Consigne 1
Reproduisez mot pour mot le passage du texte sur Rogier qui s'ouvre sur les mots contenant « Au renouvellement législatif » et se ferme sur « négociations furent rompues. ».

* * * * * * *

Simple député (1841-1847)
Rogier avait renoncé au poste de gouverneur d’Anvers en entrant au ministère. Il ne conservait plus que son mandat de représentant. Aux élections de juin 1841, il fut attaqué comme un homme « dévoré d’ambition, insatiable du pouvoir, à cet ultra libéral… », etc. (voir journaux et pamphlets de l’époque).
Au renouvellement législatif de 1845, après une lutte âpre, Rogier obtint une majorité forte. En même temps, il fut choisi par les électeurs de Bruxelles. Il opta pour Anvers. Son rôle au Parlement pendant quatre ans et sa dignité en 1841 l’avaient fortifié dans l’opinion publique. Le roi lui demanda de constituer un cabinet mixte. Il refusa et passa la main à Van de Weyer, qui fit la dernière expérience de ce genre.
Van de Weyer fut renversé au bout de neuf mois. Rogier, appelé de nouveau par le roi, lui proposa une combinaison comprenant toutes les fractions du libéralisme. Le roi accepta, mais n’agréa pas le programme, à cause de la dissolution éventuelle du Parlement. Les négociations furent rompues.

* * * * * * *

Consigne 2
Dans les entrées, transcrivez à l'identique les lignes qui vont de celle contenant « job | pin one point per instance of the bat blade » jusqu'à celle contenant « [(182, 51)] », ces deux lignes comprises.

[Données d'annotation pour la localisation d'objets]
* * * * * * *

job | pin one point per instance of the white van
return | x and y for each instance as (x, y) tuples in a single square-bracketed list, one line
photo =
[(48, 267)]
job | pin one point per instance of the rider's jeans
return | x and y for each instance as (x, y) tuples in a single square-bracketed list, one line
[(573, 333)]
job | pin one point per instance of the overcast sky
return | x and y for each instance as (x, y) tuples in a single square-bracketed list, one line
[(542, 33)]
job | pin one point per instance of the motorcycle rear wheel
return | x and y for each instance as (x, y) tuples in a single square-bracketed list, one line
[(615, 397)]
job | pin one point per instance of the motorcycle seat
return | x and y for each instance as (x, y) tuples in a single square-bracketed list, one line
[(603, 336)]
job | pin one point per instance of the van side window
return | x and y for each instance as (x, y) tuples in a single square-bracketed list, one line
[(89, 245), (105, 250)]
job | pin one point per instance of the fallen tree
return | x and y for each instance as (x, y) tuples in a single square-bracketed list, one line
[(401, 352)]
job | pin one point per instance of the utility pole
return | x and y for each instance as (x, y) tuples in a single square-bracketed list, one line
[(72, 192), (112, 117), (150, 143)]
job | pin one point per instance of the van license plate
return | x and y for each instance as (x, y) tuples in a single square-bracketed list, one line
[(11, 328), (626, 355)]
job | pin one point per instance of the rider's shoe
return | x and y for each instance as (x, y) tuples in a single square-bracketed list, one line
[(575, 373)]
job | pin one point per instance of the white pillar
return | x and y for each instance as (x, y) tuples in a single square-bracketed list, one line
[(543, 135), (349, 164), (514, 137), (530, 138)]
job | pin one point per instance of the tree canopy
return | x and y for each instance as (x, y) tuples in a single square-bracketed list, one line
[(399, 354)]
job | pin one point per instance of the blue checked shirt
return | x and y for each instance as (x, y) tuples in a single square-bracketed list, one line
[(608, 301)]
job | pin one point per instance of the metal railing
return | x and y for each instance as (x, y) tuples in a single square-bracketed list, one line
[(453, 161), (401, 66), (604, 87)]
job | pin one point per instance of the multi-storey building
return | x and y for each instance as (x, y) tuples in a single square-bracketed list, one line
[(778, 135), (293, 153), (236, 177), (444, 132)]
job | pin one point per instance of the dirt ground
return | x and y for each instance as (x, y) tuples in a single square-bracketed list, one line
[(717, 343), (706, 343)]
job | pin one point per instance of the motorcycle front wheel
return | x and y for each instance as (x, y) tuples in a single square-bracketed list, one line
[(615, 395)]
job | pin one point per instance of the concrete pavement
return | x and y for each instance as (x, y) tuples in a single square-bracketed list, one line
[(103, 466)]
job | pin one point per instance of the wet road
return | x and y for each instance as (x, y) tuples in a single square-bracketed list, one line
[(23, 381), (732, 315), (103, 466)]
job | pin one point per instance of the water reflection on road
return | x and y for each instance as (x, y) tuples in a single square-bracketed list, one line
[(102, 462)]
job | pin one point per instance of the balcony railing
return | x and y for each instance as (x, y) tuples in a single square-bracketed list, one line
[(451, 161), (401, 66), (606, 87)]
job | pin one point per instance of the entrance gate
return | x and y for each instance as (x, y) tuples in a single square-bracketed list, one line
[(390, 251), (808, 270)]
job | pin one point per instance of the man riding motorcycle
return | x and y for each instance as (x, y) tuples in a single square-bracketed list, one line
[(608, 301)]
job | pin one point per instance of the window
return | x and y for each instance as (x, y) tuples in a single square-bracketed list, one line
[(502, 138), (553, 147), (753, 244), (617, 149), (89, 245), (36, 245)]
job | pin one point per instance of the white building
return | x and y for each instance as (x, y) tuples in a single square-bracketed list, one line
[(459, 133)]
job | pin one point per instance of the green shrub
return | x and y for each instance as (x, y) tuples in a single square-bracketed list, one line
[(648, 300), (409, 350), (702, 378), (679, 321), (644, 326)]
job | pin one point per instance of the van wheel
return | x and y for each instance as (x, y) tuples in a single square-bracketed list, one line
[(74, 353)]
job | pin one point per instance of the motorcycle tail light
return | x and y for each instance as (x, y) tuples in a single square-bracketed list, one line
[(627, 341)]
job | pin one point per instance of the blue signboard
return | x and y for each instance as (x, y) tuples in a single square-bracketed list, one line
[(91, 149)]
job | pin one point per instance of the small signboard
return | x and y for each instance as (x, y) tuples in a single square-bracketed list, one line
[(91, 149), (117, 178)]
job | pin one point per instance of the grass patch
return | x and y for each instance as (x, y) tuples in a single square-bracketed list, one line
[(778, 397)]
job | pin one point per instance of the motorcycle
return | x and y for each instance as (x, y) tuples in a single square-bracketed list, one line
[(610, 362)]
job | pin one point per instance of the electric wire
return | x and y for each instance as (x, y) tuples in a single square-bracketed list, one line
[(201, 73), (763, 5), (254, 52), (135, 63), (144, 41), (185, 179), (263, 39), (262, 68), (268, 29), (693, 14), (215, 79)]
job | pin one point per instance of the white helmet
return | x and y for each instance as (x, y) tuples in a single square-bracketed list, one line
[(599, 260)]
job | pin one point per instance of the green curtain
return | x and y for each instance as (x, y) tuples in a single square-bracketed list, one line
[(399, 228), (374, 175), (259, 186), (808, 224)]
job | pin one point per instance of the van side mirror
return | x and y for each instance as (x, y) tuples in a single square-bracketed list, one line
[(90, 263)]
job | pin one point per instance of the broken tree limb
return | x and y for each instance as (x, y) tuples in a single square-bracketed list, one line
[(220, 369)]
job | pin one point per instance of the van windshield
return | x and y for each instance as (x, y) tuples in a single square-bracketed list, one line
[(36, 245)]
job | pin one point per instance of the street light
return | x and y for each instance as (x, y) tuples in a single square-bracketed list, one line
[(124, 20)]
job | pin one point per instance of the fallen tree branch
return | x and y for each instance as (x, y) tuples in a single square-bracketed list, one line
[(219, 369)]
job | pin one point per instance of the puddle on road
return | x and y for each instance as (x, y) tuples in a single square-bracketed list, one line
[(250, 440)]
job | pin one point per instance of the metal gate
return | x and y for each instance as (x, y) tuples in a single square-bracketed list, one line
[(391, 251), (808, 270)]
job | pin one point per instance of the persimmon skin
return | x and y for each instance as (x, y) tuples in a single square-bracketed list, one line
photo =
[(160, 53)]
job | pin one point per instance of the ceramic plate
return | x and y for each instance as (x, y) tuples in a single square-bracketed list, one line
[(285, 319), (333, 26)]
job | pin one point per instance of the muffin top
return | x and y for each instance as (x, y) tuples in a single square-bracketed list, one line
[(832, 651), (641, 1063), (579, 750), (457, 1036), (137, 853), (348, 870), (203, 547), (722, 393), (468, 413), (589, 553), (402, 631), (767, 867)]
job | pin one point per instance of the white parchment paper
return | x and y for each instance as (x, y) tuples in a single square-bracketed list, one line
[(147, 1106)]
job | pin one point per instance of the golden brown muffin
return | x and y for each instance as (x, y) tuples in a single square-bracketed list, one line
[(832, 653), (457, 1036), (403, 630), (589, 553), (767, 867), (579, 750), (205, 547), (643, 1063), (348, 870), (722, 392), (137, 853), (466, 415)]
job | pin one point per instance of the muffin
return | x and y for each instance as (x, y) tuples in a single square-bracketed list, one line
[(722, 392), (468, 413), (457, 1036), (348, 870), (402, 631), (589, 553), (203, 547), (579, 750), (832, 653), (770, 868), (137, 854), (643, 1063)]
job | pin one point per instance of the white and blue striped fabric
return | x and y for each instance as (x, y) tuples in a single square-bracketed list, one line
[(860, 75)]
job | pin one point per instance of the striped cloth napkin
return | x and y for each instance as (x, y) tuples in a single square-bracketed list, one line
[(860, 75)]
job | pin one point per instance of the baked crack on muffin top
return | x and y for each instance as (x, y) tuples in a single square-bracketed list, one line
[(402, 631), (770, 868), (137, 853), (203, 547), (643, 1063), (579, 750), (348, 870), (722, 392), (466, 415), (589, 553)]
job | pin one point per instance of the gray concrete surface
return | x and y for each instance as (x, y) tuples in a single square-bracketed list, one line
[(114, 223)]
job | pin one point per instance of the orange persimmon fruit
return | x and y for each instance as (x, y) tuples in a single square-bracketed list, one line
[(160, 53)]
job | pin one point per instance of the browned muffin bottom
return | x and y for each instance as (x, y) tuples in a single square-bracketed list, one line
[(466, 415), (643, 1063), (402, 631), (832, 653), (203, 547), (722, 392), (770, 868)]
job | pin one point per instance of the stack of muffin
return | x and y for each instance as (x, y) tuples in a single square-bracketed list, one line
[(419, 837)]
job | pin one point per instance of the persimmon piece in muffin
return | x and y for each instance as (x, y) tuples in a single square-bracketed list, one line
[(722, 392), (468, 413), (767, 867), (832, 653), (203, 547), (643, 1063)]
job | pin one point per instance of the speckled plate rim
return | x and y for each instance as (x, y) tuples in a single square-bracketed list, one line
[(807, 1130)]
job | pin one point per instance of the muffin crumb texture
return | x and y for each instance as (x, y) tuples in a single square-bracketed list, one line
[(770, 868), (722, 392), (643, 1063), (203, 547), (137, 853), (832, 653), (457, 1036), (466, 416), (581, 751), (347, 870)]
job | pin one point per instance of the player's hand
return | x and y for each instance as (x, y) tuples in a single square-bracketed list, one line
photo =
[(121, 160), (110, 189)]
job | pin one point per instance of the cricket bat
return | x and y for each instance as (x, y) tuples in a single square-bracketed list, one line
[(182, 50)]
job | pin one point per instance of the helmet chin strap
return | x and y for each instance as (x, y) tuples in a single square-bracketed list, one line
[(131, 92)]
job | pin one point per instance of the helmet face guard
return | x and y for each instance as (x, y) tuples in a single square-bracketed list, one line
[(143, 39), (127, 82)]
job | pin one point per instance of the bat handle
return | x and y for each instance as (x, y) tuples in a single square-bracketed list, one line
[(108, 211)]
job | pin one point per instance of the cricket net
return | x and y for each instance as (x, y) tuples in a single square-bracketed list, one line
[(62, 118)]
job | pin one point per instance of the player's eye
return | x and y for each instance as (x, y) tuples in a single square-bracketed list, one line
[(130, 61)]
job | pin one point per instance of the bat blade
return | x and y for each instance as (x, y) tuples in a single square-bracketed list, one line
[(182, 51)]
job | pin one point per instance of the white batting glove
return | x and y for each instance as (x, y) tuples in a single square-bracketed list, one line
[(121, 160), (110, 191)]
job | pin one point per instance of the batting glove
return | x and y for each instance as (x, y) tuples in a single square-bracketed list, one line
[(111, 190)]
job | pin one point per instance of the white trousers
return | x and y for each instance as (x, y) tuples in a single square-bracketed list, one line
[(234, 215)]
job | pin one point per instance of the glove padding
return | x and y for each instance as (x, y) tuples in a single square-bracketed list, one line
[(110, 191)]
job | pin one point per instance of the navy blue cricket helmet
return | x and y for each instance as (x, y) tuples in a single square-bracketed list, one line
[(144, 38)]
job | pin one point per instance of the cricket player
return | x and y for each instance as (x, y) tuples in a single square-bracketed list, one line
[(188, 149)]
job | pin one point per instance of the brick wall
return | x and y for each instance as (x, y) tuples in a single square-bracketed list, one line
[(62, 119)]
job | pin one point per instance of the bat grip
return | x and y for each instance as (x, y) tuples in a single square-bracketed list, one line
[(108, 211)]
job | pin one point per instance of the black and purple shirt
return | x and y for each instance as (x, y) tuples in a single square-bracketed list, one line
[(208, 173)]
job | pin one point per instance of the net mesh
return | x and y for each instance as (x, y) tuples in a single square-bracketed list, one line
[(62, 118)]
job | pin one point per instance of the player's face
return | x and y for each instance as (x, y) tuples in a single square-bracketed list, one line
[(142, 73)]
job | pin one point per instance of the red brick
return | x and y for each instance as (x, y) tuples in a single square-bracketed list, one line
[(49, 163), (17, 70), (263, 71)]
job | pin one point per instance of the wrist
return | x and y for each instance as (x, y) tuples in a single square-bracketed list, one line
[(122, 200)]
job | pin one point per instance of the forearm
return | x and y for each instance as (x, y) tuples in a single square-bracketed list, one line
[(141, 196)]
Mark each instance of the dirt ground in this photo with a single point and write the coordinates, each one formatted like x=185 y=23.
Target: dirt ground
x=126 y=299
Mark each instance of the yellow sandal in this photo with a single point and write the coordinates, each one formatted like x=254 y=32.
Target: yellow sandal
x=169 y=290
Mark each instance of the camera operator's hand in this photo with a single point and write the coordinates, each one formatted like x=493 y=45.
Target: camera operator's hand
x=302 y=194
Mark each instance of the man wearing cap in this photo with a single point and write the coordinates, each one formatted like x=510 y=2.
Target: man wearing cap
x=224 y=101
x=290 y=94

* * * * * * *

Résultat attendu 1
Au renouvellement législatif de 1845, après une lutte âpre, Rogier obtint une majorité forte. En même temps, il fut choisi par les électeurs de Bruxelles. Il opta pour Anvers. Son rôle au Parlement pendant quatre ans et sa dignité en 1841 l’avaient fortifié dans l’opinion publique. Le roi lui demanda de constituer un cabinet mixte. Il refusa et passa la main à Van de Weyer, qui fit la dernière expérience de ce genre.
Van de Weyer fut renversé au bout de neuf mois. Rogier, appelé de nouveau par le roi, lui proposa une combinaison comprenant toutes les fractions du libéralisme. Le roi accepta, mais n’agréa pas le programme, à cause de la dissolution éventuelle du Parlement. Les négociations furent rompues.

Résultat attendu 2
job | pin one point per instance of the bat blade
return | x and y for each instance as (x, y) tuples in a single square-bracketed list, one line
[(182, 51)]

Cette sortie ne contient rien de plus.